____ ITEMS
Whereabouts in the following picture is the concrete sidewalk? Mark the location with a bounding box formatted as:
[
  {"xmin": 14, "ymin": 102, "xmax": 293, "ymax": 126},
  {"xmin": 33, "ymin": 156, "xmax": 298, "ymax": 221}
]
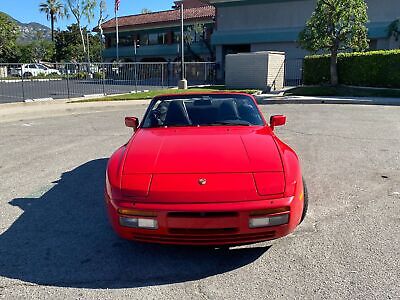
________
**INSTRUCTIONS FOR THE TASK:** Copy out every line of the records above word for word, but leave out the pictures.

**SOLUTION:**
Whereabouts in the following picture is the concrete sidewalk? Mark the location with a bounding box formatted as:
[
  {"xmin": 14, "ymin": 102, "xmax": 293, "ymax": 126},
  {"xmin": 33, "ymin": 156, "xmax": 298, "ymax": 221}
]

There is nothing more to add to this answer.